• Exercise: Write all of the entries out again exactly.

• Saved entries:
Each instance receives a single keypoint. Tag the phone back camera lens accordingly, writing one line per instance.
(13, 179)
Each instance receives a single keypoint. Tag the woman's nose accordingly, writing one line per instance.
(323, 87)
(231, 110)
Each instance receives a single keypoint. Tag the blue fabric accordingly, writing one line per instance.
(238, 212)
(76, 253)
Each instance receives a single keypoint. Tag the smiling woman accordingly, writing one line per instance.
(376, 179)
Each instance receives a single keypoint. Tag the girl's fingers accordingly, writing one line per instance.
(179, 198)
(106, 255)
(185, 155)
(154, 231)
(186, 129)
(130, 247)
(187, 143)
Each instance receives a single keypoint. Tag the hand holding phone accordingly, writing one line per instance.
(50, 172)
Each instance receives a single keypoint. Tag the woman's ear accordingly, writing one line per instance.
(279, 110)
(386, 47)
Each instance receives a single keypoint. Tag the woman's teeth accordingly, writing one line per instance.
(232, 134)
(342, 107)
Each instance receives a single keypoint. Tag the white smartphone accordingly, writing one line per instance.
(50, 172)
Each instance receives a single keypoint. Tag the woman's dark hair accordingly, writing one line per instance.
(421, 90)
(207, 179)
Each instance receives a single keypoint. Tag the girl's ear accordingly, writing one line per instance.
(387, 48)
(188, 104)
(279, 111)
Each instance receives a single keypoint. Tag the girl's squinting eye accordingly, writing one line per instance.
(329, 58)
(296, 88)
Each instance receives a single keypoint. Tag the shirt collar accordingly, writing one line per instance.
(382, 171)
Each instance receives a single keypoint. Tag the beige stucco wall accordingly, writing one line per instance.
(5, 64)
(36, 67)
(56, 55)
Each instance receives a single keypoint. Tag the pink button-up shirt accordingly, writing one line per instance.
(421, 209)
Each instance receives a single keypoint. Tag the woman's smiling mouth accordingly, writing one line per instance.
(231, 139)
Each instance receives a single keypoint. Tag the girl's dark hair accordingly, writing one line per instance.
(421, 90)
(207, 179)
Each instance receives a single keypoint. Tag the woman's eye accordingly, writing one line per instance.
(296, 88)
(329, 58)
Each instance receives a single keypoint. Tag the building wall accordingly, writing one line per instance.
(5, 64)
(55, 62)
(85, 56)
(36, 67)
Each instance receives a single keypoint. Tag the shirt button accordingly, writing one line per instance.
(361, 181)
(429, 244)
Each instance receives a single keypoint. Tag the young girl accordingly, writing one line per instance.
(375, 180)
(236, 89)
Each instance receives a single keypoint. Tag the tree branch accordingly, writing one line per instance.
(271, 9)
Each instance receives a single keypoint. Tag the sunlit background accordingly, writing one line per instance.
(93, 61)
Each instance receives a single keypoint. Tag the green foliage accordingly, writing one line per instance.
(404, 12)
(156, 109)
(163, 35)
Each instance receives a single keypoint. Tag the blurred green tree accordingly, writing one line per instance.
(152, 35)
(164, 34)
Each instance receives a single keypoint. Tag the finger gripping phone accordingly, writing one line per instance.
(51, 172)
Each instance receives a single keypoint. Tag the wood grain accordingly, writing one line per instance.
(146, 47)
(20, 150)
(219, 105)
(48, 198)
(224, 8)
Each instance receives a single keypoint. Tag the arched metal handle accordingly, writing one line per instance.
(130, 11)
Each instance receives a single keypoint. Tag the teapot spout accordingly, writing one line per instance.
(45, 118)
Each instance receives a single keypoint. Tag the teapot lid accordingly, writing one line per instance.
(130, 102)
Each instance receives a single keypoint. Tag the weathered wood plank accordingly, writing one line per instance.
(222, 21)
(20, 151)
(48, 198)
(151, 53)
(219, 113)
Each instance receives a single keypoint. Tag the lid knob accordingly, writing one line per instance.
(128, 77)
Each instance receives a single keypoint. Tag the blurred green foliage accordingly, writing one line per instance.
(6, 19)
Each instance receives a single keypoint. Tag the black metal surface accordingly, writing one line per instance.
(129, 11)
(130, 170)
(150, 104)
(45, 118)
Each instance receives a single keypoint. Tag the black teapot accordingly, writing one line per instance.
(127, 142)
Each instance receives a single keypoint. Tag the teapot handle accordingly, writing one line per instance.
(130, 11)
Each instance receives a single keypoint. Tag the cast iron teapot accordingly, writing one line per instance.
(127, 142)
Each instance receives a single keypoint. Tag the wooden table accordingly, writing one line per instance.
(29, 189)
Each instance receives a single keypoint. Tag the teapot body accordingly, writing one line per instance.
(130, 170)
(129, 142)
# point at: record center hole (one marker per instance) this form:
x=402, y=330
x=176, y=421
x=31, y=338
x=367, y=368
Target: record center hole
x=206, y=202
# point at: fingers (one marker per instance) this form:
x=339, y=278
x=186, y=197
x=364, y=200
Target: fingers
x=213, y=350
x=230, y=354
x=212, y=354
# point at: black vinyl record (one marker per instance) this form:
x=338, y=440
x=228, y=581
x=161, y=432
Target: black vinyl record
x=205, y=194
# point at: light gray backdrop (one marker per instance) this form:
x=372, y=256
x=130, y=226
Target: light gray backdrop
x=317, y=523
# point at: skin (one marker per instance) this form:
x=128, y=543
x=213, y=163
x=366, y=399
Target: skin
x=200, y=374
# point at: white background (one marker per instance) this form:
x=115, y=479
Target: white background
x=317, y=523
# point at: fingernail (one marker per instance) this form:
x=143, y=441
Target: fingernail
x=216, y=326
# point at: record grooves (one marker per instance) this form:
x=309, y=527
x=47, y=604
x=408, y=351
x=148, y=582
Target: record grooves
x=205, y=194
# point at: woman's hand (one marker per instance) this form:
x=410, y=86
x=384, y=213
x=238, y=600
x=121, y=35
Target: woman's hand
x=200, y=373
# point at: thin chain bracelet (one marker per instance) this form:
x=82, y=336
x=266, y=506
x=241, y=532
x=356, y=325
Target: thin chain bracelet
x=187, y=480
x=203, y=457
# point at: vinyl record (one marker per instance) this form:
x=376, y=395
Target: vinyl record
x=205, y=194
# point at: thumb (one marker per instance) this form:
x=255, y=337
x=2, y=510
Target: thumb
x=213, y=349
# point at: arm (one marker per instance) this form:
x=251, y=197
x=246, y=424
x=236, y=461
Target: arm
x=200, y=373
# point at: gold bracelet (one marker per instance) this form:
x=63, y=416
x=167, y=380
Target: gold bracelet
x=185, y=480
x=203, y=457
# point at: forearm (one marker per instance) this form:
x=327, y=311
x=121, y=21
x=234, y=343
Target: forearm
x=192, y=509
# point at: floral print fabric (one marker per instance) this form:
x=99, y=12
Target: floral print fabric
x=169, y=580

• Task result:
Each instance receives a single keypoint. Tag the phone back camera lens accordingly, writing one line per instance.
(13, 179)
Each instance receives a single keypoint. Tag the woman's nose accordingly, writing one line per instance.
(323, 87)
(231, 110)
Each instance receives a single keypoint. Tag the blue fabric accordingly, writing one line per instance.
(238, 212)
(76, 253)
Each instance receives a single keypoint. Tag the smiling woman accordingly, writing one line per instance.
(376, 179)
Each instance receives a single keypoint. Tag the girl's fingers accordingly, writing one line per instance.
(179, 198)
(106, 255)
(185, 155)
(154, 231)
(186, 129)
(130, 247)
(187, 143)
Each instance receives a single keypoint. Tag the hand holding phone accordingly, writing one line per instance.
(50, 172)
Each instance receives a single keypoint. Tag the woman's ear accordingly, writing one line per instance.
(279, 110)
(386, 47)
Each instance receives a single keypoint. Tag the woman's teeth accordingly, writing one line per instance.
(232, 134)
(342, 107)
Each instance receives a single keypoint. Tag the white smartphone accordingly, writing one line per instance.
(50, 172)
Each instance receives a single keypoint. Tag the woman's dark hair accordingly, writing one line per instance.
(421, 90)
(207, 179)
Each instance receives a single keypoint. Tag the girl's ear accordingly, writing one line per instance.
(387, 48)
(188, 104)
(279, 111)
Each instance receives a single keypoint. Tag the girl's squinting eye accordingly, writing one line per instance.
(329, 58)
(296, 88)
Each instance receives a single keypoint. Tag the shirt collar accordingly, writing one line per instance.
(382, 171)
Each instance receives a single keypoint. Tag the beige stucco wall accordingly, writing one line per instance.
(5, 64)
(36, 67)
(56, 55)
Each instance receives a single keypoint. Tag the pink button-up shirt accordingly, writing one line per instance.
(421, 209)
Each instance receives a single keypoint. Tag the woman's smiling mouth accordingly, writing one line per instance.
(231, 139)
Each instance receives a single keypoint. Tag the girl's dark hair accordingly, writing one line per instance.
(421, 90)
(207, 179)
Each instance receives a single keypoint. Tag the woman's eye accordingly, writing one line per instance.
(296, 88)
(329, 58)
Each instance receives a single keypoint. Tag the building wall accordingly, writing one line per instance.
(5, 64)
(55, 62)
(85, 56)
(36, 67)
Each instance receives a single keypoint. Tag the shirt button accordingly, writing one line per instance.
(361, 181)
(429, 244)
Each instance receives a single keypoint. Tag the young girl accordingly, writing one line per instance.
(375, 180)
(236, 89)
Each instance receives a single keypoint. Tag the tree branch accordingly, writing one line per instance.
(271, 9)
Each instance receives a single keypoint. Tag the sunlit background accordingly, writing one line per instance.
(93, 61)
Each instance receives a single keypoint. Tag the green foliage accordingly, writing one line per instance.
(404, 12)
(156, 109)
(163, 35)
Each instance receives a single keypoint. Tag the blurred green tree accordingly, writing one line per instance.
(152, 35)
(164, 34)
Each instance receives a single keypoint. Tag the finger gripping phone accordingly, writing one line per instance.
(51, 172)
Each instance receives a single keypoint. Tag the wood grain accordingly, writing one line per instance.
(146, 47)
(20, 150)
(219, 105)
(48, 198)
(224, 8)
Each instance receives a single keypoint. Tag the arched metal handle accordingly, writing one line per instance.
(130, 11)
Each instance receives a single keypoint. Tag the teapot spout accordingly, writing one line per instance.
(45, 118)
Each instance receives a single keypoint. Tag the teapot lid accordingly, writing one line per instance.
(130, 102)
Each instance receives a single keypoint. Tag the weathered wood plank accordingly, writing one line per instance.
(222, 21)
(20, 151)
(48, 198)
(151, 53)
(219, 113)
Each instance receives a single keypoint. Tag the lid knob accordingly, writing one line per instance.
(128, 77)
Each instance receives a single keypoint. Tag the blurred green foliage accordingly, writing one line per instance.
(6, 19)
Each instance receives a single keypoint. Tag the black metal surface accordingly, writing one line per instance.
(129, 11)
(130, 170)
(150, 104)
(45, 118)
Each instance receives a single keypoint. Tag the black teapot accordingly, writing one line per instance.
(127, 142)
Each instance receives a single keypoint. Tag the teapot handle accordingly, writing one line per instance.
(130, 11)
Each instance receives a single keypoint. Tag the cast iron teapot accordingly, writing one line per instance.
(127, 142)
Each instance receives a single keypoint. Tag the wooden table accordingly, writing one line per instance.
(29, 189)
Each instance receives a single keypoint. Tag the teapot body accordingly, writing one line per instance.
(130, 170)
(129, 142)
# point at: record center hole (one marker per instance) this form:
x=402, y=330
x=176, y=421
x=31, y=338
x=367, y=368
Target: record center hole
x=206, y=202
# point at: fingers (one marker per instance) this form:
x=339, y=278
x=186, y=197
x=364, y=200
Target: fingers
x=213, y=350
x=230, y=354
x=212, y=354
# point at: black vinyl record (one marker per instance) this form:
x=338, y=440
x=228, y=581
x=161, y=432
Target: black vinyl record
x=205, y=194
# point at: light gray backdrop (one marker per instance) this form:
x=372, y=256
x=130, y=226
Target: light gray backdrop
x=317, y=523
# point at: skin (one marker per instance) this form:
x=128, y=543
x=213, y=163
x=366, y=399
Target: skin
x=200, y=374
# point at: white background (one marker per instance) this form:
x=115, y=479
Target: white background
x=317, y=523
# point at: fingernail (one marker per instance) this form:
x=143, y=441
Target: fingernail
x=216, y=326
# point at: record grooves (one marker per instance) this form:
x=309, y=527
x=47, y=604
x=408, y=351
x=148, y=582
Target: record grooves
x=205, y=194
# point at: woman's hand (one marker per instance) this form:
x=410, y=86
x=384, y=213
x=238, y=600
x=121, y=35
Target: woman's hand
x=200, y=373
# point at: thin chain bracelet (one marker per instance) this form:
x=82, y=336
x=266, y=506
x=241, y=532
x=356, y=325
Target: thin chain bracelet
x=187, y=480
x=203, y=457
# point at: vinyl record (one marker per instance) this form:
x=376, y=395
Target: vinyl record
x=205, y=194
# point at: thumb (one marker per instance) this form:
x=255, y=337
x=2, y=510
Target: thumb
x=213, y=349
# point at: arm (one marker per instance) this form:
x=251, y=197
x=246, y=424
x=236, y=461
Target: arm
x=200, y=373
# point at: gold bracelet (one marker per instance) this form:
x=63, y=416
x=167, y=380
Target: gold bracelet
x=185, y=480
x=203, y=457
# point at: forearm (one marker per instance) this form:
x=327, y=311
x=121, y=21
x=234, y=343
Target: forearm
x=192, y=509
# point at: floral print fabric (one marker per instance) this form:
x=99, y=12
Target: floral print fabric
x=169, y=580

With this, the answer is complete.